* **GIVEN EXERCISE**: Render every line of the listing below as a Markdown table with two columns, "No." for the row number and "Text" for the line itself. Leave out any blank lines.

* **EXTRACTED DATA**:

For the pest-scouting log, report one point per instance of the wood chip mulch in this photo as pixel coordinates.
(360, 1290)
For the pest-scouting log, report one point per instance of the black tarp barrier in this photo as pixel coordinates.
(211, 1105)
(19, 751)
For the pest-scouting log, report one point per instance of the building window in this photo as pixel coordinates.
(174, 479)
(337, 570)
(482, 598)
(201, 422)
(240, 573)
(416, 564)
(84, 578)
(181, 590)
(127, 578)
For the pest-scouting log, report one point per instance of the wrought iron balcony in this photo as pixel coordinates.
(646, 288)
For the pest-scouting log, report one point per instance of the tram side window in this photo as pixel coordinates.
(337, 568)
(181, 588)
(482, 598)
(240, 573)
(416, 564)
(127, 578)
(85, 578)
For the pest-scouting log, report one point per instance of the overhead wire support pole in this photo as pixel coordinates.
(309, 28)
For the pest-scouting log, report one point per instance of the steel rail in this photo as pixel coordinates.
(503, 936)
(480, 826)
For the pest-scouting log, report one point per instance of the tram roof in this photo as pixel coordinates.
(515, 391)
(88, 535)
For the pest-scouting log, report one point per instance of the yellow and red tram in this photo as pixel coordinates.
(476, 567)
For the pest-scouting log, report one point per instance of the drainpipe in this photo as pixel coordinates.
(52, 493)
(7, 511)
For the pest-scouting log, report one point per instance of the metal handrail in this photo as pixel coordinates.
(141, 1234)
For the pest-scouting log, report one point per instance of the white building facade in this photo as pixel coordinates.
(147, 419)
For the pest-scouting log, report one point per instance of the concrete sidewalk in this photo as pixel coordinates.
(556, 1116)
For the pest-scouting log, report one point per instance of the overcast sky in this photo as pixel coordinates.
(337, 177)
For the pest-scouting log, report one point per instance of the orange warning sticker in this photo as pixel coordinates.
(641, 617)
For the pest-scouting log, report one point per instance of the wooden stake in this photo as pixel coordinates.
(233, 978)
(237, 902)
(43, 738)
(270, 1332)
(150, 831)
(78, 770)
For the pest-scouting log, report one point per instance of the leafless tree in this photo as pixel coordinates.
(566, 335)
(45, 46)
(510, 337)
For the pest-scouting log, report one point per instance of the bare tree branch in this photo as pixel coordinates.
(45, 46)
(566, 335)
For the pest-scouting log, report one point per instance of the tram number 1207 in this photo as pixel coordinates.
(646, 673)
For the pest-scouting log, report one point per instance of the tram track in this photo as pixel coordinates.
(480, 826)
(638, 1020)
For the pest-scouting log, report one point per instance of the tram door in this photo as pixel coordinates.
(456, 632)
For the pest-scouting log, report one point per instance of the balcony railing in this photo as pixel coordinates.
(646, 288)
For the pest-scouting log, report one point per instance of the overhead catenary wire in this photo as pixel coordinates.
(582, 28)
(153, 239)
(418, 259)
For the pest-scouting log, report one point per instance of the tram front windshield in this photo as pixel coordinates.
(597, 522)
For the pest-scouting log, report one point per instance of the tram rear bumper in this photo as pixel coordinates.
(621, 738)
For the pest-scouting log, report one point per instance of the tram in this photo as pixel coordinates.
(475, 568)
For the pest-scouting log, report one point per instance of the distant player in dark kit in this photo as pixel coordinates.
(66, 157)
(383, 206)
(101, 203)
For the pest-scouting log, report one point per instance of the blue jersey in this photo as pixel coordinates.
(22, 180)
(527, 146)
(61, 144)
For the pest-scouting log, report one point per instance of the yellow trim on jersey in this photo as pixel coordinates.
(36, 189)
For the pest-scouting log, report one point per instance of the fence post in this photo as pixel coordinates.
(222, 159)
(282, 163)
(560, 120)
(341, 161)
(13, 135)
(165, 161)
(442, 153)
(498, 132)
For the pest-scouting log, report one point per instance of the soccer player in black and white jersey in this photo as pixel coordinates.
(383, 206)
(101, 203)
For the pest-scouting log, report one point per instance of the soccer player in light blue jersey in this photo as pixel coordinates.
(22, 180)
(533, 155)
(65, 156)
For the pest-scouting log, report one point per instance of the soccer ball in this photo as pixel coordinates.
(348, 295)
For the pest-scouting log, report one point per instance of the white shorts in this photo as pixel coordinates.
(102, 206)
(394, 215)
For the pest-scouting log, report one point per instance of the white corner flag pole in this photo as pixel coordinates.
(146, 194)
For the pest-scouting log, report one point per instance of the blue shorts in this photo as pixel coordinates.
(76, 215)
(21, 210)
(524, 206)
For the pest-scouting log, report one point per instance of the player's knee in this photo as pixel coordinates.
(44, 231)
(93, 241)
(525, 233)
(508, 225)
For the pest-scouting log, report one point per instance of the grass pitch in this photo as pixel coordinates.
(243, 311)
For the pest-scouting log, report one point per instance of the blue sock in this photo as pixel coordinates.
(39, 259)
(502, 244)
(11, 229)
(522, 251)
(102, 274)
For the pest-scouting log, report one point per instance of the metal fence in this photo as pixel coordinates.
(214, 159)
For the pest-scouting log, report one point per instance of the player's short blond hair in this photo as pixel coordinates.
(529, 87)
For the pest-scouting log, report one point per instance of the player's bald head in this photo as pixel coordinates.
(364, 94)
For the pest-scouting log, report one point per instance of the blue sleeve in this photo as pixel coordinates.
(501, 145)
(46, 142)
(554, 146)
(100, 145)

* **OUTPUT FOR THIS TASK**:
| No. | Text |
|---|---|
| 1 | For the pest-scouting log, report one point per instance of the wood chip mulch in this photo as pixel coordinates. |
| 2 | (360, 1290) |
| 3 | For the pest-scouting log, report one point per instance of the black tarp barrier in this photo as pixel coordinates. |
| 4 | (211, 1105) |
| 5 | (19, 751) |
| 6 | For the pest-scouting log, report one point per instance of the building window in this photo as pixel coordinates. |
| 7 | (174, 479) |
| 8 | (337, 570) |
| 9 | (482, 598) |
| 10 | (201, 422) |
| 11 | (240, 573) |
| 12 | (416, 564) |
| 13 | (84, 578) |
| 14 | (181, 590) |
| 15 | (127, 578) |
| 16 | For the pest-scouting log, report one point per instance of the wrought iron balcony in this photo as pixel coordinates. |
| 17 | (646, 288) |
| 18 | For the pest-scouting log, report one point per instance of the tram side window in this photo as pixel coordinates. |
| 19 | (337, 568) |
| 20 | (181, 588) |
| 21 | (482, 598) |
| 22 | (240, 573) |
| 23 | (416, 564) |
| 24 | (127, 578) |
| 25 | (85, 578) |
| 26 | For the pest-scouting log, report one point per instance of the overhead wire support pole in this photo as pixel coordinates. |
| 27 | (309, 28) |
| 28 | For the pest-scouting log, report one point per instance of the steel rail in this photo as pixel coordinates. |
| 29 | (503, 936) |
| 30 | (480, 826) |
| 31 | For the pest-scouting log, report one point per instance of the tram roof in this photo as pixel coordinates. |
| 32 | (515, 391) |
| 33 | (88, 535) |
| 34 | For the pest-scouting log, report one point per instance of the yellow and red tram in this photo as pixel coordinates. |
| 35 | (476, 567) |
| 36 | For the pest-scouting log, report one point per instance of the drainpipe in this photo as pixel coordinates. |
| 37 | (52, 493) |
| 38 | (7, 511) |
| 39 | For the pest-scouting log, report one point per instance of the metal handrail in this photo as pixel coordinates. |
| 40 | (141, 1234) |
| 41 | For the pest-scouting log, report one point per instance of the white building facade in this photo as pixel coordinates. |
| 42 | (147, 419) |
| 43 | For the pest-scouting log, report one point per instance of the concrete sidewalk in this photo as pixel coordinates. |
| 44 | (556, 1116) |
| 45 | For the pest-scouting log, report one point per instance of the overcast sky in this photo as pixel coordinates. |
| 46 | (337, 177) |
| 47 | For the pest-scouting log, report one point per instance of the orange warning sticker in this photo as pixel coordinates. |
| 48 | (641, 617) |
| 49 | For the pest-scouting log, report one point per instance of the wooden stake in this photo as pixel coordinates. |
| 50 | (233, 978) |
| 51 | (237, 902) |
| 52 | (43, 738) |
| 53 | (270, 1332) |
| 54 | (150, 831) |
| 55 | (78, 770) |
| 56 | For the pest-scouting log, report one point per instance of the leafless tree in this photo as pixel coordinates. |
| 57 | (566, 335) |
| 58 | (45, 46) |
| 59 | (510, 337) |
| 60 | For the pest-scouting log, report one point per instance of the bare tree branch in this photo as pixel coordinates. |
| 61 | (45, 46) |
| 62 | (566, 335) |
| 63 | For the pest-scouting log, report one point per instance of the tram number 1207 in this photo as pixel coordinates. |
| 64 | (646, 673) |
| 65 | For the pest-scouting log, report one point per instance of the tram track in this photo as pixel coordinates. |
| 66 | (480, 826) |
| 67 | (638, 1020) |
| 68 | For the pest-scouting log, report one point per instance of the tram door in this photo as pixel coordinates. |
| 69 | (456, 632) |
| 70 | For the pest-scouting log, report one point per instance of the balcony railing in this photo as pixel coordinates. |
| 71 | (646, 288) |
| 72 | For the pest-scouting log, report one point per instance of the overhead catenary wire in this photo as pixel coordinates. |
| 73 | (582, 28) |
| 74 | (153, 239) |
| 75 | (418, 259) |
| 76 | For the pest-scouting log, report one point per instance of the tram front windshield in this photo as pixel coordinates. |
| 77 | (597, 522) |
| 78 | For the pest-scouting log, report one point per instance of the tram rear bumper in this photo as pixel coordinates. |
| 79 | (621, 738) |
| 80 | For the pest-scouting log, report one point per instance of the tram in this photo as pixel coordinates. |
| 81 | (475, 568) |
| 82 | For the pest-scouting log, report one point per instance of the distant player in dark kit in this photo as pixel coordinates. |
| 83 | (66, 157) |
| 84 | (383, 206) |
| 85 | (101, 203) |
| 86 | For the pest-scouting log, report one point per instance of the blue jersey in this photo as pixel coordinates. |
| 87 | (22, 180) |
| 88 | (527, 146) |
| 89 | (61, 144) |
| 90 | For the pest-scouting log, report one point per instance of the yellow trim on jersey in this photo as pixel coordinates. |
| 91 | (36, 189) |
| 92 | For the pest-scouting log, report one point per instance of the fence post in this photo as pixel coordinates. |
| 93 | (222, 159) |
| 94 | (282, 163) |
| 95 | (560, 120) |
| 96 | (341, 161) |
| 97 | (13, 135) |
| 98 | (165, 161) |
| 99 | (442, 153) |
| 100 | (498, 132) |
| 101 | For the pest-scouting log, report one point per instance of the soccer player in black and white jersey in this photo as pixel coordinates. |
| 102 | (383, 206) |
| 103 | (101, 203) |
| 104 | For the pest-scouting log, report one point per instance of the soccer player in light blue jersey in this photo as pixel coordinates. |
| 105 | (22, 180) |
| 106 | (533, 155) |
| 107 | (65, 156) |
| 108 | For the pest-scouting log, report one point per instance of the soccer ball in this photo as pixel coordinates. |
| 109 | (348, 295) |
| 110 | For the pest-scouting log, report one point per instance of the white shorts in this photo as pixel coordinates. |
| 111 | (102, 206) |
| 112 | (394, 215) |
| 113 | For the pest-scouting log, report one point per instance of the white corner flag pole in this photo as pixel coordinates. |
| 114 | (146, 194) |
| 115 | For the pest-scouting log, report one point per instance of the blue shorts in this photo as pixel coordinates. |
| 116 | (76, 215) |
| 117 | (21, 210) |
| 118 | (524, 206) |
| 119 | For the pest-scouting log, report one point per instance of the player's knee in this photo as pixel coordinates. |
| 120 | (44, 231) |
| 121 | (93, 241) |
| 122 | (525, 233) |
| 123 | (508, 225) |
| 124 | For the pest-scouting log, report one point per instance of the grass pitch in this photo as pixel coordinates. |
| 125 | (243, 311) |
| 126 | For the pest-scouting log, report one point per instance of the blue sock in this photo as pixel coordinates. |
| 127 | (39, 259) |
| 128 | (502, 244) |
| 129 | (11, 229) |
| 130 | (522, 251) |
| 131 | (102, 274) |
| 132 | For the pest-scouting log, report one point per instance of the metal fence in this photo as pixel coordinates. |
| 133 | (214, 159) |
| 134 | For the pest-scouting log, report one point per instance of the player's short blond hair in this photo as pixel coordinates. |
| 135 | (529, 87) |
| 136 | For the pest-scouting log, report one point per instance of the player's bald head in this photo as pixel coordinates. |
| 137 | (364, 94) |
| 138 | For the pest-scouting log, report one point per instance of the blue sleeve in this photo as pixel coordinates. |
| 139 | (501, 145) |
| 140 | (46, 142) |
| 141 | (554, 146) |
| 142 | (100, 145) |